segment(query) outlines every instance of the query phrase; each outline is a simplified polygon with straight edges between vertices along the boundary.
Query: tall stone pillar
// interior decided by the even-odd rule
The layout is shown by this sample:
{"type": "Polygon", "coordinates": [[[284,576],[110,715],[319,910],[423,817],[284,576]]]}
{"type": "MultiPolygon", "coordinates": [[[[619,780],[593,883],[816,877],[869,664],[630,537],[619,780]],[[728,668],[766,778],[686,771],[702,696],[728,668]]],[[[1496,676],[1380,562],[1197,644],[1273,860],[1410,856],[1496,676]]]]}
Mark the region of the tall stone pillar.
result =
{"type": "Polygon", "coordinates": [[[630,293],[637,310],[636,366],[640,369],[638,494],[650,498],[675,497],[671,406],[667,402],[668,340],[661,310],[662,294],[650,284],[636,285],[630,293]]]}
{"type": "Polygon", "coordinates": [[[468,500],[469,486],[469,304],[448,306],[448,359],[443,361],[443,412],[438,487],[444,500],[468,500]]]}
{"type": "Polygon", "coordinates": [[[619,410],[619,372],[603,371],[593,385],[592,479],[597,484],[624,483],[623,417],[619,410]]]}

=-=-=-=-=

• **Problem to solve**
When the entries above are retyped, each line must stay exactly as it is.

• **Expected output**
segment(query) outlines every instance of the query phrase; each outline is a simplified polygon with straight edges between vertices along the boundary.
Query: tall stone pillar
// interior decided by the even-odd rule
The layout is shown by this sample:
{"type": "Polygon", "coordinates": [[[284,576],[110,715],[319,910],[423,817],[284,576]]]}
{"type": "MultiPolygon", "coordinates": [[[[619,780],[593,883],[816,877],[869,664],[630,537],[619,780]],[[728,668],[766,778],[686,771],[702,696],[728,668]]],[[[1496,676],[1380,562],[1197,644],[1273,860],[1410,856],[1496,676]]]]}
Mark the region of the tall stone pillar.
result =
{"type": "Polygon", "coordinates": [[[630,293],[637,310],[636,366],[640,369],[638,494],[650,498],[675,497],[671,406],[667,402],[668,340],[661,310],[662,294],[650,284],[636,285],[630,293]]]}
{"type": "Polygon", "coordinates": [[[468,500],[469,486],[469,304],[448,306],[448,359],[443,361],[443,412],[438,487],[444,500],[468,500]]]}
{"type": "Polygon", "coordinates": [[[619,410],[619,372],[603,371],[593,385],[592,479],[597,484],[624,483],[623,417],[619,410]]]}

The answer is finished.